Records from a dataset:
-*-
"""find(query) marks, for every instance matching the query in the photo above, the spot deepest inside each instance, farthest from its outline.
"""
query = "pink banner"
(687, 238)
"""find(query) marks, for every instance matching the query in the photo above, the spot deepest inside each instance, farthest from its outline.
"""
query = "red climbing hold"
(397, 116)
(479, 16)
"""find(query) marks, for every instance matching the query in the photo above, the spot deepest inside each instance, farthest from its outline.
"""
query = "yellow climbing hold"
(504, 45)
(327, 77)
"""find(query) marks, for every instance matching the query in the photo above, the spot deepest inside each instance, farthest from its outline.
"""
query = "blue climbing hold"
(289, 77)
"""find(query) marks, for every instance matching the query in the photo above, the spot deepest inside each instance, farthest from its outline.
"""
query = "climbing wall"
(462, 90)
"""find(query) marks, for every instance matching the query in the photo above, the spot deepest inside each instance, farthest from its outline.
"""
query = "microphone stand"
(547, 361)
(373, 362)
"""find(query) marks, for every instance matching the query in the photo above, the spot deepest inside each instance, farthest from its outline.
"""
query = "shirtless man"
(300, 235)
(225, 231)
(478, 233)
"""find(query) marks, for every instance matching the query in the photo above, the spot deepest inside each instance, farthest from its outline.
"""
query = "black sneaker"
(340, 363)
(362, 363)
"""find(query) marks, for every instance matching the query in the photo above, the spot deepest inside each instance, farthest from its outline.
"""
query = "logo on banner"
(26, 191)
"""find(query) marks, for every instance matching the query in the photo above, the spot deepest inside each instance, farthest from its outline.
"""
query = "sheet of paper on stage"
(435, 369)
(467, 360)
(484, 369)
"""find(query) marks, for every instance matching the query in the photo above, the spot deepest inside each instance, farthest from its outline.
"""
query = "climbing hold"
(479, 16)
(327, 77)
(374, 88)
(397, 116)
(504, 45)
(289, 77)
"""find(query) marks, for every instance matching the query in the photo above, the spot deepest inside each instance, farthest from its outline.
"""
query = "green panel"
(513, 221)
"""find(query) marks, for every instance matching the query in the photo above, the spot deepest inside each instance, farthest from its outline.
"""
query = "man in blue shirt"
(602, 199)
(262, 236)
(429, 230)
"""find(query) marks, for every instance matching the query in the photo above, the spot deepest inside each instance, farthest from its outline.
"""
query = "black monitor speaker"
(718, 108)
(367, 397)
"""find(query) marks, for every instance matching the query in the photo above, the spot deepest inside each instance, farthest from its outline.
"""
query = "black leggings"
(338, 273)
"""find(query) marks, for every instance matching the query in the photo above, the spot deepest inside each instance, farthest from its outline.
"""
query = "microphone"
-*-
Nothing is to be left out; every record above must be repeated exactly.

"""find(query) marks, for every instance matching the query in the photo above, the spot deepest inside each instance, farthest from its outline.
"""
query = "pink banner"
(687, 238)
"""find(query) marks, for every instance matching the query in the photo above, the spot deepest inside each instance, farthest from its outline.
"""
query = "red climbing hold"
(397, 116)
(479, 16)
"""find(query) marks, for every instance matching the query in the photo above, the spot deepest inside each instance, farthest from its outline.
"""
query = "yellow climbing hold"
(504, 45)
(327, 77)
"""find(query) marks, for every instance matching the query in the photo above, the spot deepest inside each instance, farthest from its outline.
"""
query = "blue climbing hold"
(289, 77)
"""find(query) marks, for every instance matching the query in the photo above, the spot deepest inside each instance, farthest from its outline.
"""
query = "climbing wall"
(462, 90)
"""find(query) marks, for every instance matching the query in the photo above, the spot deepest inside each instance, farthest from its outline.
"""
query = "microphone stand"
(547, 361)
(373, 362)
"""find(query) marks, for every instance matching the query in the photo above, the spot deepest inside each instance, farthest from its outline.
"""
query = "shirtless man"
(300, 235)
(225, 231)
(478, 233)
"""find(query) marks, for every instance matching the query in the photo above, the spot deepest inside each instance, farthest from its outline.
"""
query = "black sneaker"
(340, 363)
(362, 363)
"""find(query) marks, for every instance matching the query in the photo above, the spot deepest inside each instance, farthest from its outline.
"""
query = "logo on banner"
(26, 191)
"""find(query) marks, for every instance matching the query in the photo above, the spot deepest inside each instance, farthest from its outline.
"""
query = "sheet of paper on stage"
(435, 369)
(467, 360)
(484, 369)
"""find(query) marks, for every instance matching the query in the photo above, the spot deepest inside each instance, farthest from its outline.
"""
query = "climbing hold"
(479, 16)
(327, 77)
(374, 88)
(397, 116)
(504, 45)
(289, 77)
"""find(query) marks, for every instance matching the query in the photo above, the spot deepest inside each instance, farthest from its outline.
"""
query = "green panel"
(513, 221)
"""find(query) marks, for every instance matching the query in the photo above, the spot deepest inside each instance, farthest from its outline.
"""
query = "man in blue shirt"
(602, 199)
(262, 236)
(429, 230)
"""find(query) marks, for every instance matching the query in the photo above, the spot deepest inside each instance, farthest from its outline.
"""
query = "black monitor speaker"
(718, 108)
(367, 397)
"""find(query) marks, for every instance matching the query in the photo above, the spot deepest inside each instance, farthest from its outline.
"""
query = "black leggings"
(338, 273)
"""find(query) marks, for every instance matching the query in the photo above, the spot deepest inside each instance, farthest from its outline.
"""
query = "microphone"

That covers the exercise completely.